(WORK TO BE COMPLETED): Copy, word for word, the part of the data below that opens with the line containing "the microphone stand" and closes with the line containing "Target: microphone stand", including both of those lines.

═══ GIVEN DATA

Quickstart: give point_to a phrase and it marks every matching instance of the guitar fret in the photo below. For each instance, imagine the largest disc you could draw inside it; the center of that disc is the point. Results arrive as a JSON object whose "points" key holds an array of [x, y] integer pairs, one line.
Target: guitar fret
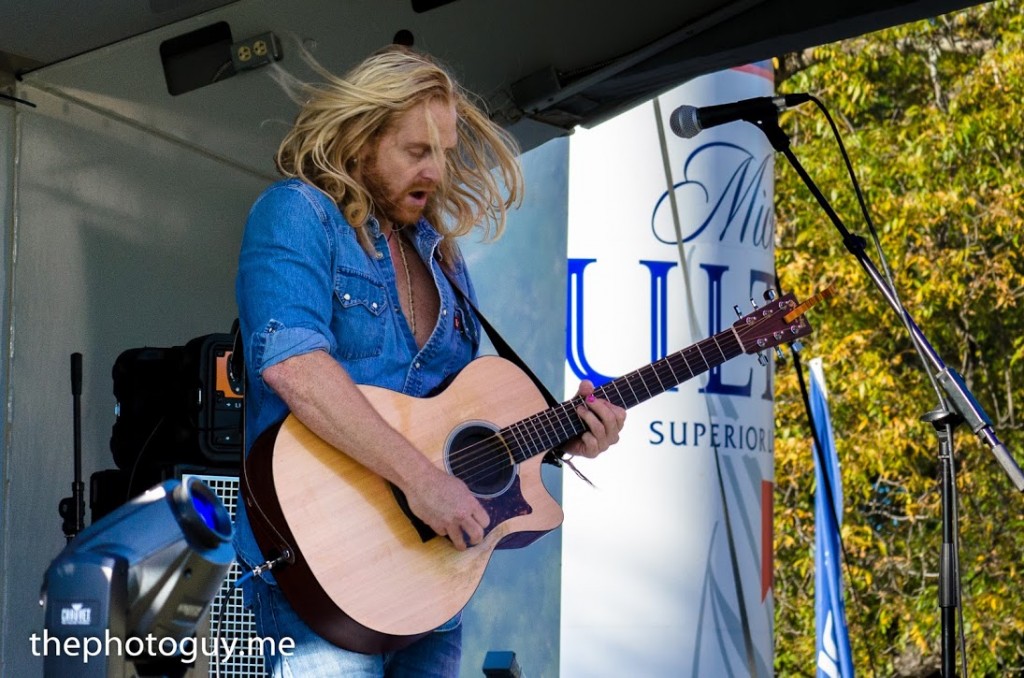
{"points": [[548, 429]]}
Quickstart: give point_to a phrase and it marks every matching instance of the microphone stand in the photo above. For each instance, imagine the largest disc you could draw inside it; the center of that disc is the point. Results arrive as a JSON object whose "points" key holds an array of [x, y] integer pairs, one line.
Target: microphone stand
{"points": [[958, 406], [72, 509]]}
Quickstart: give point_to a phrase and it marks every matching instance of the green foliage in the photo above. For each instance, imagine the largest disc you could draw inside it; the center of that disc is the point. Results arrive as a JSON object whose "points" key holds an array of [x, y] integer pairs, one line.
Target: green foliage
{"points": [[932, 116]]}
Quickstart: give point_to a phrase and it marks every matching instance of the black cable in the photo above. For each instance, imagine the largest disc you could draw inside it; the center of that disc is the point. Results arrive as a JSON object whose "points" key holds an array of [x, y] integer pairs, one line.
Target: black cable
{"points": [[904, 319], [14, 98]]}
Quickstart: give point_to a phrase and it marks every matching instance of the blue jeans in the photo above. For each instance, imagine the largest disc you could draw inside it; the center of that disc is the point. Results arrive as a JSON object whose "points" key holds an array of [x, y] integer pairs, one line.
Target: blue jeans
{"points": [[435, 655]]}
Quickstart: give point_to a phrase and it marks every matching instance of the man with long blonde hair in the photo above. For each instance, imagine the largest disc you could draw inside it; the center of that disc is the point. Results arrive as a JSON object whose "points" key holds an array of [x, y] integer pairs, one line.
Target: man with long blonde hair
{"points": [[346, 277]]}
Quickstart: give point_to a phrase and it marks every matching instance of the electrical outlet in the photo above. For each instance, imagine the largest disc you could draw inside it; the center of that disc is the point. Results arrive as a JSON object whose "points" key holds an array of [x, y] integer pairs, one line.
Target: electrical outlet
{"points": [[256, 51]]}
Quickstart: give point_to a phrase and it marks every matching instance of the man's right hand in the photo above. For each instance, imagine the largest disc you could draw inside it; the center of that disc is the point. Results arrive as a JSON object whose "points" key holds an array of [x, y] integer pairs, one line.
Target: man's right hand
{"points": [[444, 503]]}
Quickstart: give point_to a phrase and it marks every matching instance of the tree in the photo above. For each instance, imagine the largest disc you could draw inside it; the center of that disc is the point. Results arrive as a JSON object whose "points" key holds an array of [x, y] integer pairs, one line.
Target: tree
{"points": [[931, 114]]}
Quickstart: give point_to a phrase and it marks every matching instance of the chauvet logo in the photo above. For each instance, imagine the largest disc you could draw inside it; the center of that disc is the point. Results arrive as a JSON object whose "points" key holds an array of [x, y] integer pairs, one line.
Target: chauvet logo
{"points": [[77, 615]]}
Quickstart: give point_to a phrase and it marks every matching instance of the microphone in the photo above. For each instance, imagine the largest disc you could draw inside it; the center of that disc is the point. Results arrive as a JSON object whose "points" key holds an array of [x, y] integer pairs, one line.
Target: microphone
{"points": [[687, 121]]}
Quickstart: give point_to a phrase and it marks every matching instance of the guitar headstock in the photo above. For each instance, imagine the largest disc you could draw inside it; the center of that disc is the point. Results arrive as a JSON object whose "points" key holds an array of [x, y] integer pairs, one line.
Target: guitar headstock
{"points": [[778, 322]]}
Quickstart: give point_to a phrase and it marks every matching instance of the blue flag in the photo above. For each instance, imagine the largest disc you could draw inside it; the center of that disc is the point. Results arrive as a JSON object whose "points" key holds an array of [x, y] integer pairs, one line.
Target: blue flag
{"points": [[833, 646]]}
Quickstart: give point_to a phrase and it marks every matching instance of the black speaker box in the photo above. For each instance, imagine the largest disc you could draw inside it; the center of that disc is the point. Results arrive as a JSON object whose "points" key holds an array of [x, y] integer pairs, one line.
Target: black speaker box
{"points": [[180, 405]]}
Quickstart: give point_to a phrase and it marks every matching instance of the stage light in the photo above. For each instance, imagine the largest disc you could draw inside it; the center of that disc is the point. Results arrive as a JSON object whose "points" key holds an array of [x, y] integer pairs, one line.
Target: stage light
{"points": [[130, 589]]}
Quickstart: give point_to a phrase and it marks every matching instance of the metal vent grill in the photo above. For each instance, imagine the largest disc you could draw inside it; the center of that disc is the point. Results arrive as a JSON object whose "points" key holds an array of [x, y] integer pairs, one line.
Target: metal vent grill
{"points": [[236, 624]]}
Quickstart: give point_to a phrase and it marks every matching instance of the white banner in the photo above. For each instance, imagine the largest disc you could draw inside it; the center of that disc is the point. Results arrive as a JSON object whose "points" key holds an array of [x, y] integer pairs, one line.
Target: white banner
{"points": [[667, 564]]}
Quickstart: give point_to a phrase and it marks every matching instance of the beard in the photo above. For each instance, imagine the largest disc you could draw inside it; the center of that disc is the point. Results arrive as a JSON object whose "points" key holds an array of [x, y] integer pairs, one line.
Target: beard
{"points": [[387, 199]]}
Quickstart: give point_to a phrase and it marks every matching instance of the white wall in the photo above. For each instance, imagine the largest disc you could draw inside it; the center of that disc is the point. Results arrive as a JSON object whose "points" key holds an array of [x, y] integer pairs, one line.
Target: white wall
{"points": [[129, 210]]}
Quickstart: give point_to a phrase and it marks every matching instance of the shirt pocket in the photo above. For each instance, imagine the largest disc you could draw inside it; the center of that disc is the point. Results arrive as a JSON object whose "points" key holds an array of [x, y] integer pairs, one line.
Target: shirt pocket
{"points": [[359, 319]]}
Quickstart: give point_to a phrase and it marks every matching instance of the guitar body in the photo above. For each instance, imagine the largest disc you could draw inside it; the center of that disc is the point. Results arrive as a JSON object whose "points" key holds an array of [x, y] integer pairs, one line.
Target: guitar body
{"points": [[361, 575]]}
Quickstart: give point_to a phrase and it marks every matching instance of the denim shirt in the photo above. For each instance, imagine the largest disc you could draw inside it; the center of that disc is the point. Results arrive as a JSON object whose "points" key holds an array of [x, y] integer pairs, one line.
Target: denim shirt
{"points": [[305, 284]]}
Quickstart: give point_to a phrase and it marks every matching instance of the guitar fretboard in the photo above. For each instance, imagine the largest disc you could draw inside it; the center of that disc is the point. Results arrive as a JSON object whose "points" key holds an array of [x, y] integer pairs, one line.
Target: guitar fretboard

══════
═══ GIVEN DATA

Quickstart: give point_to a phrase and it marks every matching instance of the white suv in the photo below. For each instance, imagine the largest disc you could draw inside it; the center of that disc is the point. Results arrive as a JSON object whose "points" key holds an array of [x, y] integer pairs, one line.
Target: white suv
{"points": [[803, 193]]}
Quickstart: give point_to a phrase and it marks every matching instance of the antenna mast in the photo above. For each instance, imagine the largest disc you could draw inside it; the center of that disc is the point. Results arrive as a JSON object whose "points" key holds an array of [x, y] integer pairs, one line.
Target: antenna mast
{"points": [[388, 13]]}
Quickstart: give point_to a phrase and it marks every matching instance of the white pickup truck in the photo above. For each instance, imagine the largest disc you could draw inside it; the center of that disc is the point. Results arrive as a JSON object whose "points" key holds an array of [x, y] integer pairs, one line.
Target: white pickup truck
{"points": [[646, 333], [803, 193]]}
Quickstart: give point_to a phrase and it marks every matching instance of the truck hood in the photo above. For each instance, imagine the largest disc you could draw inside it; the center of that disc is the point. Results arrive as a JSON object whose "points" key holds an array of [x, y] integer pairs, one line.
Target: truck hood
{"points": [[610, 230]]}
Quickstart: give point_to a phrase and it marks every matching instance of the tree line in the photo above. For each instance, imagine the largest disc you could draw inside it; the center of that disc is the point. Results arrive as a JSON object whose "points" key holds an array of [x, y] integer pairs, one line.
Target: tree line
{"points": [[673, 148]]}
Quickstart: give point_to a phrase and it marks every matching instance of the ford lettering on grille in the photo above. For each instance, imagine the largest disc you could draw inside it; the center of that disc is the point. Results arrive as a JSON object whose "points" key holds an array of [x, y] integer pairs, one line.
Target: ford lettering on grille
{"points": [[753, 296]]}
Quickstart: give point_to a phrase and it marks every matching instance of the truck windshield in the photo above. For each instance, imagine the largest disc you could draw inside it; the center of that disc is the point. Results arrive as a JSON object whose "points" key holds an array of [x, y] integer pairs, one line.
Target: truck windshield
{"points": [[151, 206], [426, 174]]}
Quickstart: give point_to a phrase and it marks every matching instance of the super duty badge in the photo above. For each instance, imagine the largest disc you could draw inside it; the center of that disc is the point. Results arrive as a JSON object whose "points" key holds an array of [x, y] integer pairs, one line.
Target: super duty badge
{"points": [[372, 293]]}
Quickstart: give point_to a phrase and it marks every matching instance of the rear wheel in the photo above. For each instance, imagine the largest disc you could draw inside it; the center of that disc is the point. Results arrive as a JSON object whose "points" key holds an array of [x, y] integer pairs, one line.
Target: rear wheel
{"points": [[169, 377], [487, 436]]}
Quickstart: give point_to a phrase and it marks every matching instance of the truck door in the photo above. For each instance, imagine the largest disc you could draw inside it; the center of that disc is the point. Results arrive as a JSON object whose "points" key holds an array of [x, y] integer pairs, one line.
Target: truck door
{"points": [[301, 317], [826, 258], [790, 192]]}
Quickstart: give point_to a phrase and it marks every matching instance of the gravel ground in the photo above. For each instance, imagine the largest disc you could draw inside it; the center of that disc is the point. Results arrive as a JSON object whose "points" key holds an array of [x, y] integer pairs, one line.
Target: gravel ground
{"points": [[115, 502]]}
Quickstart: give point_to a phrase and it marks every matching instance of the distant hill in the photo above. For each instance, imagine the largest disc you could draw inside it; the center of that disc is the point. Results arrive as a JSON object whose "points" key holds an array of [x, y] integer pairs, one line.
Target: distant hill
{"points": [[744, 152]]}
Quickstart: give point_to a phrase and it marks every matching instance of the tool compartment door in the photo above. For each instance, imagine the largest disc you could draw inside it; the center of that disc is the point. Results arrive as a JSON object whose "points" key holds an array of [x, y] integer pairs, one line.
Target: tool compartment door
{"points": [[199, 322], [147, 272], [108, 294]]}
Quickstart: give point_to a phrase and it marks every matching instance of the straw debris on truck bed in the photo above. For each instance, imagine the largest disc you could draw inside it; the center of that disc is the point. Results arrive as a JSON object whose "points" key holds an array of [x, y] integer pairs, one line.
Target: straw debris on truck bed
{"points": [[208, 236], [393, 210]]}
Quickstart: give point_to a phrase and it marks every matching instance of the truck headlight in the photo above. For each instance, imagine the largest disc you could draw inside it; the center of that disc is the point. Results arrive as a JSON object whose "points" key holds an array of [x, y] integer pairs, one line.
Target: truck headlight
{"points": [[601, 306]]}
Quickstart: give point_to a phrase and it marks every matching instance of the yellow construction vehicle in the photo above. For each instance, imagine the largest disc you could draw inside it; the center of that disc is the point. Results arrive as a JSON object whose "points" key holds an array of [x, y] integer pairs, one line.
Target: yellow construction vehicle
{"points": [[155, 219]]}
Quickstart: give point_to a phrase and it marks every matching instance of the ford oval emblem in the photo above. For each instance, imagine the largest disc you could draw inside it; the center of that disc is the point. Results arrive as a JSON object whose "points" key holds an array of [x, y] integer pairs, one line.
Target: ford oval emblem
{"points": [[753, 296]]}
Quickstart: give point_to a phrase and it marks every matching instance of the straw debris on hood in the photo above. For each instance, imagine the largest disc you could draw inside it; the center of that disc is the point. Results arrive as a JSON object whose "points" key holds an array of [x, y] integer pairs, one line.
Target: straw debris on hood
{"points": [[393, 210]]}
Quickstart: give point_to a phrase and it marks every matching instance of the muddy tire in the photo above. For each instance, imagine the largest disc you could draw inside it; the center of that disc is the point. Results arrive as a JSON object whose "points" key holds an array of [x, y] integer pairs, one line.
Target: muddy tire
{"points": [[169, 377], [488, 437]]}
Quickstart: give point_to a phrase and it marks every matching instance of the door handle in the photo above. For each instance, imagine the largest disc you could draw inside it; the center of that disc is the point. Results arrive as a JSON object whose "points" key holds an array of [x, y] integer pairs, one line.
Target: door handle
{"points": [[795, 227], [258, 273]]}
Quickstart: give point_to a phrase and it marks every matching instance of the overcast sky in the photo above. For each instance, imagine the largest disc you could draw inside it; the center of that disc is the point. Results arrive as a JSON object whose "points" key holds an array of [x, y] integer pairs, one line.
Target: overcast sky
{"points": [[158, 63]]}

══════
═══ GIVEN DATA

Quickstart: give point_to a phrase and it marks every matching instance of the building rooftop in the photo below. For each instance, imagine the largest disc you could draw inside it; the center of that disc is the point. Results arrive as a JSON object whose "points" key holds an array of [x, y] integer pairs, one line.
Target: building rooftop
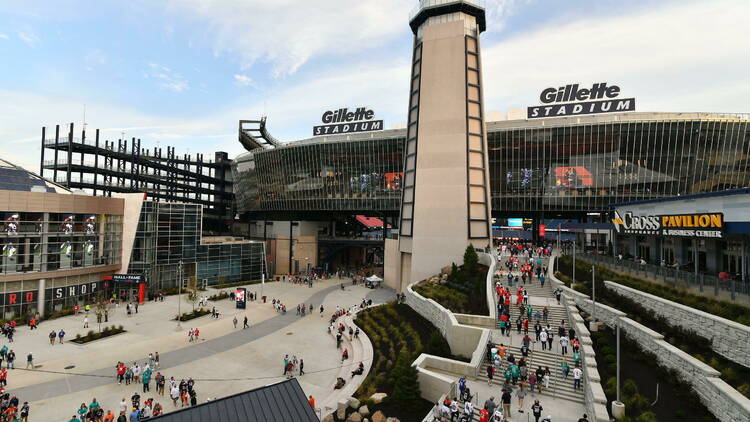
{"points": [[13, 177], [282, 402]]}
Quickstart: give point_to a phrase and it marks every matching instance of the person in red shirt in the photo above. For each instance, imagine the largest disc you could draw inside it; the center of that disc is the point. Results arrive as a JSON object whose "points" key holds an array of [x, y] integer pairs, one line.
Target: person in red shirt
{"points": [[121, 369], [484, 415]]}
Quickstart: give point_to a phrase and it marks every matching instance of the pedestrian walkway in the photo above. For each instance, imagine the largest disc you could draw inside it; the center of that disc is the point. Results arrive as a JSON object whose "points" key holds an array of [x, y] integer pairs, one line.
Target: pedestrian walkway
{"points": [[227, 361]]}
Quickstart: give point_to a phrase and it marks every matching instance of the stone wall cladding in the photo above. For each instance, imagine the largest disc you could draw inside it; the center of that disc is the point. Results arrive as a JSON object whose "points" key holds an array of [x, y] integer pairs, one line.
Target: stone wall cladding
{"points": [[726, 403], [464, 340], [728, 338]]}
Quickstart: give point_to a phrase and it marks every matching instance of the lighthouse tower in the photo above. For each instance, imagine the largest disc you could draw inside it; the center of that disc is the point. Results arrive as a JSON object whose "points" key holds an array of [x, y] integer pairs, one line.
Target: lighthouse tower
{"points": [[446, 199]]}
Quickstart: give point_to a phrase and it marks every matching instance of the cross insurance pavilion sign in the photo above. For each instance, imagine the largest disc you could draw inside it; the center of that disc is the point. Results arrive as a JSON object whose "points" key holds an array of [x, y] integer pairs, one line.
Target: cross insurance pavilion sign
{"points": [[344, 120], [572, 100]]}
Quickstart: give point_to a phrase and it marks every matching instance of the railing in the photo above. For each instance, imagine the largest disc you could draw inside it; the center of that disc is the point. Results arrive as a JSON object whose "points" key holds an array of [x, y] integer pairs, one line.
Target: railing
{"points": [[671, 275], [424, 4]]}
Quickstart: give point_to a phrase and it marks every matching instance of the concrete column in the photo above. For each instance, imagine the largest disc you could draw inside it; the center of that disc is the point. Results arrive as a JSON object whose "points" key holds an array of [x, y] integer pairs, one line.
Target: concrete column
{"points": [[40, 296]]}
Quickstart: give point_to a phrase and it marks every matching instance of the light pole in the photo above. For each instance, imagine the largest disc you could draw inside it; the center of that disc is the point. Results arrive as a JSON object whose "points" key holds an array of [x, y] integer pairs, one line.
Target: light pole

══════

(FINAL RESULT):
Quickstart: give point_to a phrase and it marks every matching instance of the microphone stand in the photo above. For each instance, imagine the largest disc you could draw inside it; the center of that disc is the point. Results arrive as a JSON object whose "points" key holds an array of [x, y] integer pairs, one line.
Target: microphone stand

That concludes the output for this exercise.